# [ACTIVITY]
Your output should reproduce each entry exactly, with none of its pictures.

════════════════

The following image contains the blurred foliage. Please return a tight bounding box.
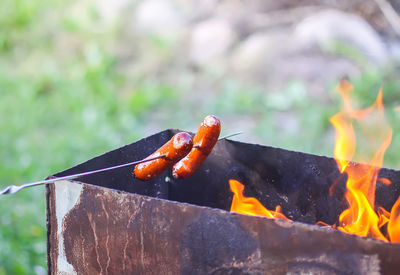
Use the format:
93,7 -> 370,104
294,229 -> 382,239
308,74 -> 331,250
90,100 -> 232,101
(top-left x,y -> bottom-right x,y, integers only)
0,0 -> 400,273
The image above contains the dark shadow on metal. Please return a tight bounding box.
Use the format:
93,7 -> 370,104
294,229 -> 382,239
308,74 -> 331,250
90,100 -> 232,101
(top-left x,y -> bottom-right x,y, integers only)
53,129 -> 400,224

════════════════

# [WORKED SOLUTION]
The following image contains the blurred foliage. Please return a tight bounding box.
Use the format:
93,7 -> 370,104
294,229 -> 382,239
308,74 -> 331,250
90,100 -> 232,101
(top-left x,y -> bottom-right x,y, integers only)
0,0 -> 400,273
The image above contains the dark shadow on metal. Please return a tight bounding box.
Use the format:
93,7 -> 370,104
294,229 -> 382,239
308,74 -> 331,250
90,100 -> 232,101
(top-left x,y -> bottom-right x,y, integers only)
53,129 -> 400,224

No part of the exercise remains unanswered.